__Selected excerpt__:
Menus Subscribe Search

Follow us


To Understand Evolution, Try Focusing on Humans

• June 01, 2010 • 2:49 PM

A researcher finds focusing on humans rather than animals helps students grasp some of the fundamental concepts of evolutionary theory.

The theory of evolution is one of most familiar in all of science — and one of the most widely misunderstood. Even well-educated people are often fuzzy regarding the mechanics that drive evolutionary change.

Is there a better way to teach both students and the public about this fundamental process? Writing in the online journal Evolutionary Psychology, British anthropologist and psychologist Daniel Nettle puts his finger on one major roadblock to understanding and offers a simple but compelling solution.

A researcher with the Newcastle University Institute of Neuroscience, Nettle notes that evolutionary principles are usually illustrated using animals. He proposes that we instead teach evolution using human beings as our main reference point.

He argues that, while we tend to view all members of a particular animal species as fundamentally alike, we have no problem seeing that one person can vary a lot from another — a point is that is essential to grasping the evolutionary process.

The notion that one particular robin might, due to a genetic mutation, be better than other robins at evading capture by cats is difficult to grasp. To us, a robin is a robin is a robin. It’s far easier to understand that a specific person could have a unique ability to do something well, take advantage of that talent to build a successful life and ultimately produce children in his or her image.

Nettle tested this proposition in two studies. In the first, 50 university students who watched images flash before their eyes were able to differentiate between two people, or two inanimate objects, far faster than they could differentiate between two members of the same animal species. This hesitation occurred in spite of the fact the animals were often shown in different poses, making their body outlines quite distinct.

In the second study, 123 students were asked to imagine they were Martian anthropologists who had come to Earth to study a specific life form. Some randomly picked an animal, others a group of people (the Malagasy). Each was asked to assess how their chosen species evolved through time.

Those who wrote about humans “tended to think that adaptive change could occur within the same species,” Nettle writes, “whereas in the animal version, they were more likely to respond that when the environment changes, a species goes extinct, and a novel species adapted to the novel conditions comes along. There were also trends towards a greater clarity that population change does not require individuals to change during their lifetimes.”

Nettle acknowledges this approach won’t solve all misunderstandings. For instance, it does not address the common misconception that evolutionary change is “driven by the needs of species.” (A random genetic mutation can benefit a species — say, one that subtly alters the shape of a certain type of fish so it can swim faster, catch more prey and ultimately have more offspring — but the species cannot will this into existence.)

He also concedes this approach could increase the already substantial resistance to evolutionary theory, since people are generally more open to thinking of animals than humans as the product of an evolutionary process.

Nevertheless, he concludes, “the results are at least suggestive that thinking about humans might be a good starting point for developing good intuitions about how evolution works.” Given the current state of ignorance, it’s certainly worth a try.

__Task details__:
In the article on teaching evolution, how many students took part in Nettle's second study? The rows below aren't needed.

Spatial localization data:
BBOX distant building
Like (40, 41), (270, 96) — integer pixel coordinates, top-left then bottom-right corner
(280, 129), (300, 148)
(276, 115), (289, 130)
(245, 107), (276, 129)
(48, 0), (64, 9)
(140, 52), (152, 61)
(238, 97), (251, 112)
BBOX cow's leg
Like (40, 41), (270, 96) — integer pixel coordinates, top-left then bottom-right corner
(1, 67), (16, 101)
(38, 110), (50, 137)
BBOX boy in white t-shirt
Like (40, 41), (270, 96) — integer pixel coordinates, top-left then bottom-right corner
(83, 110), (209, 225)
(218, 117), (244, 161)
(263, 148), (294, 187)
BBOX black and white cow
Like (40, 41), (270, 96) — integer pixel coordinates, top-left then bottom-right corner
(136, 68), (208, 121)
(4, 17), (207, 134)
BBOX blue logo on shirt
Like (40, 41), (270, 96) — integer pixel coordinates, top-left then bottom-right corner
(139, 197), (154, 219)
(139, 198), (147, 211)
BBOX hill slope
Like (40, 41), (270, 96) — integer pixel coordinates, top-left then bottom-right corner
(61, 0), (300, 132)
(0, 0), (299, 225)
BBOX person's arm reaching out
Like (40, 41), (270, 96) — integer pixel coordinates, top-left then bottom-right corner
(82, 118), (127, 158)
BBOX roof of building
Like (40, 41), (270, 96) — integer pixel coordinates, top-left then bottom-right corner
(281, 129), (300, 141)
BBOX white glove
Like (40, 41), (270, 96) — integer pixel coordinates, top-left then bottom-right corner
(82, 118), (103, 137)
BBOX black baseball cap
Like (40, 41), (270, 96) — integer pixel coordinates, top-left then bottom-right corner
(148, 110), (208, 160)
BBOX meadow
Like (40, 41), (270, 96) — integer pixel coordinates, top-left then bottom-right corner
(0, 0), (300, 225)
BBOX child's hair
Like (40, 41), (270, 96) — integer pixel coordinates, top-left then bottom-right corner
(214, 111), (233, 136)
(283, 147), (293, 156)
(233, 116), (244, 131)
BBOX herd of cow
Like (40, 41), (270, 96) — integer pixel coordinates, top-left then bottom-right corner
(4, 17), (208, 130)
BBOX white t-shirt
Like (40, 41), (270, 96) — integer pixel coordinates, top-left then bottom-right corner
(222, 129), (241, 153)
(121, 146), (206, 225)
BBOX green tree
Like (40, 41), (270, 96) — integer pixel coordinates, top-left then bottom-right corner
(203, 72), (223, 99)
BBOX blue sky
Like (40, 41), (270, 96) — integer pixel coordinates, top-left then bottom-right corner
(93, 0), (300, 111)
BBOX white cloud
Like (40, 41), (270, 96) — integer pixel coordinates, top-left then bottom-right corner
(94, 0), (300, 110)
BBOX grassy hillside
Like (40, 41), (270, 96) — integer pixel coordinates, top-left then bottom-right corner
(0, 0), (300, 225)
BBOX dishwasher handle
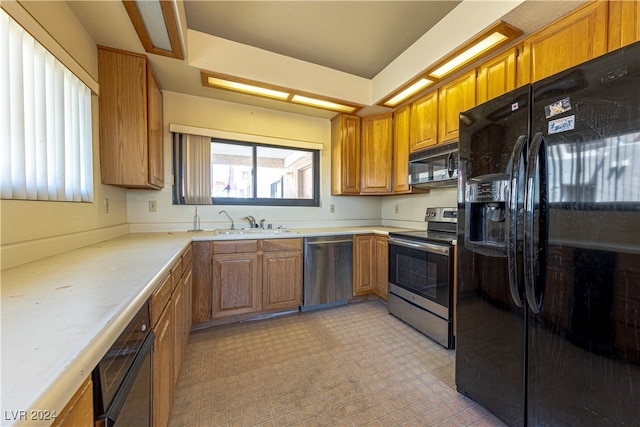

__Written answer__:
123 students.